EXERCISE REQUIREMENTS:
Carry over every line of the listing from the one containing "[tag] sculptor's face" through the end of the listing, adding 10 to each coordinate in the answers.

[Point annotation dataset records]
· · · ·
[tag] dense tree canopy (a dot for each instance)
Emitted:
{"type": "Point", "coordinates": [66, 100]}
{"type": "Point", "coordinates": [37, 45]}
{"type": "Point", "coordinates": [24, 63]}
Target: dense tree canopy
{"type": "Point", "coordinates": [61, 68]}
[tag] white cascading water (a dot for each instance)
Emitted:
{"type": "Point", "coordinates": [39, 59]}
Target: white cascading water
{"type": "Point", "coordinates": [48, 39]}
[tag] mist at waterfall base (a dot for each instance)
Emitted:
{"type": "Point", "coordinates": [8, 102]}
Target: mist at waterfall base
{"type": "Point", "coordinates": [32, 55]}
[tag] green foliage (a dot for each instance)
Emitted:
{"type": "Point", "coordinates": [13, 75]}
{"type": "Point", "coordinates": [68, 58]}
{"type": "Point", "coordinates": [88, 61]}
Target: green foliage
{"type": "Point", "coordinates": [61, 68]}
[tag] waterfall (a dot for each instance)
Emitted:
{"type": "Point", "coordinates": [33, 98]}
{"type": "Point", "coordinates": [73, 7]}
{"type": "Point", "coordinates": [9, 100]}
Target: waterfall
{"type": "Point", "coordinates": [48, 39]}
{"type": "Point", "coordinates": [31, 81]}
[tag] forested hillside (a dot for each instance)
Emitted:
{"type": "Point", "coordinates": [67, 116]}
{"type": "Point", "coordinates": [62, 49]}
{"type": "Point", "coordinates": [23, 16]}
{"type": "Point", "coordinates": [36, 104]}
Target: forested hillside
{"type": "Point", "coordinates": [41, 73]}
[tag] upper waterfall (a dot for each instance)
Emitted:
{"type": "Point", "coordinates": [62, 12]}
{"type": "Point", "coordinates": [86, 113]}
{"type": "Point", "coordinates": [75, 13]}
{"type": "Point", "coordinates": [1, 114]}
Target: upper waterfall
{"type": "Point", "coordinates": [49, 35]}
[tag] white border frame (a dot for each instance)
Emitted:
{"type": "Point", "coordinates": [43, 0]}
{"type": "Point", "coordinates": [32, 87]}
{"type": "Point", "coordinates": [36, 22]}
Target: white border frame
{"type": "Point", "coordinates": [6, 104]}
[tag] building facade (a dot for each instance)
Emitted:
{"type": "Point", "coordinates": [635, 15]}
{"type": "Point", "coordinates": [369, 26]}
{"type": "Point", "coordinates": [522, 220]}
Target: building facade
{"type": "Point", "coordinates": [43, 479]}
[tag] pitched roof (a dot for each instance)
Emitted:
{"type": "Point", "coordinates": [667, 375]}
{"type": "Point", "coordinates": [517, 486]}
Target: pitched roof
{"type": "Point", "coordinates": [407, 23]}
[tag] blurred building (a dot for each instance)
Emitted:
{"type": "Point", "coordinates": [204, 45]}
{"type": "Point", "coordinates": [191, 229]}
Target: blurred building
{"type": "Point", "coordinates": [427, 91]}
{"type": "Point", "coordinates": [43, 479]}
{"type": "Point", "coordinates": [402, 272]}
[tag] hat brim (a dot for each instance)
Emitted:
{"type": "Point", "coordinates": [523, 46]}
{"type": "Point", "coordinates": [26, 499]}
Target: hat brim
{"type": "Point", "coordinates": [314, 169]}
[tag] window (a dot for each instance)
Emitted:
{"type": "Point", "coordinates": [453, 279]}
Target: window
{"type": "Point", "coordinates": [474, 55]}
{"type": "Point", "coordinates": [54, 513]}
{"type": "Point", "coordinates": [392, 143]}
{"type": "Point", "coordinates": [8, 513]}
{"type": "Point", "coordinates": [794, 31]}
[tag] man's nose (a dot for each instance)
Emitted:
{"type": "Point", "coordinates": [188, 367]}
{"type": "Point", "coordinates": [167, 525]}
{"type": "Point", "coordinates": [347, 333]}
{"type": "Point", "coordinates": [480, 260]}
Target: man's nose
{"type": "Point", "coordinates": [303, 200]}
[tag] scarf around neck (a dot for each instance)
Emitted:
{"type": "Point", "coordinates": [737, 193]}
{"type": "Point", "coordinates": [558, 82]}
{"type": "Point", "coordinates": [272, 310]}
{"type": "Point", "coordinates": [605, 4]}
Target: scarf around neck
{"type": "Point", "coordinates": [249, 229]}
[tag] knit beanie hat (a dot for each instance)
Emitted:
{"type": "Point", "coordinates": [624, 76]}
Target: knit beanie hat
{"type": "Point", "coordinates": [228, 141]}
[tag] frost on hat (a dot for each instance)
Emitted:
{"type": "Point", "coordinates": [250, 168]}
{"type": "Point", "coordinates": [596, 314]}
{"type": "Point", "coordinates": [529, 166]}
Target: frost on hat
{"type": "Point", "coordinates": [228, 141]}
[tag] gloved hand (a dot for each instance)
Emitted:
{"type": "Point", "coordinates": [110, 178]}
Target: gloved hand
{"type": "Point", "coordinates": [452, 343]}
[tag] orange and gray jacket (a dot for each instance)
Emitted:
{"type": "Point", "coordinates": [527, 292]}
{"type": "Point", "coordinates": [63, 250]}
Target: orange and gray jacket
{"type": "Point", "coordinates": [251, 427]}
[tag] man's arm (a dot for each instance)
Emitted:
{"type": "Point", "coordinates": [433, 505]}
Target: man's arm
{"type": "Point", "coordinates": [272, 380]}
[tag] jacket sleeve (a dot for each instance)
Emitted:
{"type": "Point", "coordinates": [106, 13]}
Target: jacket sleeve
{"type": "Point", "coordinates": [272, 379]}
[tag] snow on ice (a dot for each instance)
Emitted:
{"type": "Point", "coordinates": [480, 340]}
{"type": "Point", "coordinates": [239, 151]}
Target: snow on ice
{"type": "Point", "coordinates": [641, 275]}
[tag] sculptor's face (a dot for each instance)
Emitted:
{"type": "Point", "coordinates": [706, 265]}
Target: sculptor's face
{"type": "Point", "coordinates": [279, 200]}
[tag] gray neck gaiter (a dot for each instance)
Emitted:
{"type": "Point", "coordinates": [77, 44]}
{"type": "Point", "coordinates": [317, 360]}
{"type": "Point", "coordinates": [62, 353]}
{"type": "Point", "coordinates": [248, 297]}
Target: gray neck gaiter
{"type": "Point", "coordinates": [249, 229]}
· · · ·
SOLUTION FOR THIS EXERCISE:
[tag] sculptor's face (a dot for each instance)
Emitted:
{"type": "Point", "coordinates": [706, 265]}
Target: sculptor's face
{"type": "Point", "coordinates": [289, 210]}
[tag] gray neck gaiter (a dot for each instance)
Emitted:
{"type": "Point", "coordinates": [77, 44]}
{"type": "Point", "coordinates": [317, 360]}
{"type": "Point", "coordinates": [62, 353]}
{"type": "Point", "coordinates": [248, 297]}
Target: gray neck gaiter
{"type": "Point", "coordinates": [259, 239]}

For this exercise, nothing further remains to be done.